### Exercise
Reproduce the data verbatim, from its first line through the line containing "column 13, row 51", with both of those lines included.

========

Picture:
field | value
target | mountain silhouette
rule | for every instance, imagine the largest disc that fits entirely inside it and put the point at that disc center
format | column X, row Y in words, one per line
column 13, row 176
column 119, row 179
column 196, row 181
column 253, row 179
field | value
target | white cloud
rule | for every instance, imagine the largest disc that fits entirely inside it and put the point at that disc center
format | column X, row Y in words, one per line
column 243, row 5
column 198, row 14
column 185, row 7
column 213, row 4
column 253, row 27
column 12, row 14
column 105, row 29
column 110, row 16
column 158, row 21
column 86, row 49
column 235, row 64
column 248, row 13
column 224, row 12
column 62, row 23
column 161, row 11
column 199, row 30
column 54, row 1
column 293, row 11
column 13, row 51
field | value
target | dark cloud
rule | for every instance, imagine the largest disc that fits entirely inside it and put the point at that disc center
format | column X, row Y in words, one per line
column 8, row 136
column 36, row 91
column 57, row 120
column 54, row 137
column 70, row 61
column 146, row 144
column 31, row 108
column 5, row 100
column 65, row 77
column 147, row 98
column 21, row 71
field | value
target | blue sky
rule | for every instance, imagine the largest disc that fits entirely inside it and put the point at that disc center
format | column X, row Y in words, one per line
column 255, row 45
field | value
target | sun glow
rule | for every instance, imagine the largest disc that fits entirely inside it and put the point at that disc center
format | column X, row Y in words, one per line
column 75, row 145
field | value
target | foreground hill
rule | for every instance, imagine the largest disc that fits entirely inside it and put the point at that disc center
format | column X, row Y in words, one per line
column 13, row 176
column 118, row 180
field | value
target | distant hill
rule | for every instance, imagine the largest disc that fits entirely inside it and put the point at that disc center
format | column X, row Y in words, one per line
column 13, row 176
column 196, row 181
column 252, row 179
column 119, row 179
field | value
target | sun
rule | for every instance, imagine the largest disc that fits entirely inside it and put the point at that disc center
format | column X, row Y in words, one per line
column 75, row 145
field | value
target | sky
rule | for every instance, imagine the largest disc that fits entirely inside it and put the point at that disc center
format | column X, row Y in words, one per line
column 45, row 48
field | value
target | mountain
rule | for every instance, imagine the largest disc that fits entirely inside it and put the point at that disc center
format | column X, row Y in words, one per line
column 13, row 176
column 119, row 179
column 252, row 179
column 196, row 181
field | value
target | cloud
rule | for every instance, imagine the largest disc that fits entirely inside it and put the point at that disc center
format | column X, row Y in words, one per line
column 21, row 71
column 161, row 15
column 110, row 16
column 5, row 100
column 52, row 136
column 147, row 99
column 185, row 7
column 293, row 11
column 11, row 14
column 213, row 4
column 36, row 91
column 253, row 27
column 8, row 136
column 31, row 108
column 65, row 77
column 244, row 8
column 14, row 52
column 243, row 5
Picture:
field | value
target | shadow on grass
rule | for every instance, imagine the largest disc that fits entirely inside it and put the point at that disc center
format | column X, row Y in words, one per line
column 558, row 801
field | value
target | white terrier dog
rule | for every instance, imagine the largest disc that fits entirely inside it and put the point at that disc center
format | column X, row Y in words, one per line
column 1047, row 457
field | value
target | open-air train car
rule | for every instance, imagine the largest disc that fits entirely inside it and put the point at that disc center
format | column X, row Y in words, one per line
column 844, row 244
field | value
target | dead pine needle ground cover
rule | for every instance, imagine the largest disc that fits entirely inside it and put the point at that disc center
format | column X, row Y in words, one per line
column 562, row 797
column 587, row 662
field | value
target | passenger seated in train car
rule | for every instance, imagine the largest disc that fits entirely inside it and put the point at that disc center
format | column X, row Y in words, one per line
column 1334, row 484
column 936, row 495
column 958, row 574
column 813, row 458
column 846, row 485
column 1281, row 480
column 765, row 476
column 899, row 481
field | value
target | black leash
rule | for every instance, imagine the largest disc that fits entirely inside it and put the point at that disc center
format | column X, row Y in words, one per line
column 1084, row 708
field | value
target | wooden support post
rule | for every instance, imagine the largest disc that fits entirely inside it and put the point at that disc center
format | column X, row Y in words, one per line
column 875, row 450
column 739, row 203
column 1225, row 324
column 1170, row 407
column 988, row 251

========

### Exercise response
Picture:
field | value
target | mountain silhouette
rule | for every instance, imagine the largest disc that fits entirely inside it and put the point at that disc center
format | column X, row Y in words, one per line
column 13, row 176
column 119, row 179
column 196, row 181
column 253, row 179
field | value
target | white cloud
rule | for every instance, imagine the largest disc that fits entirely inside it and put the point at that disc center
format | column X, row Y in words, one per line
column 243, row 5
column 198, row 14
column 185, row 7
column 213, row 4
column 253, row 27
column 12, row 14
column 105, row 29
column 110, row 16
column 158, row 21
column 86, row 49
column 235, row 64
column 248, row 13
column 224, row 12
column 62, row 23
column 161, row 11
column 199, row 30
column 54, row 1
column 293, row 11
column 13, row 51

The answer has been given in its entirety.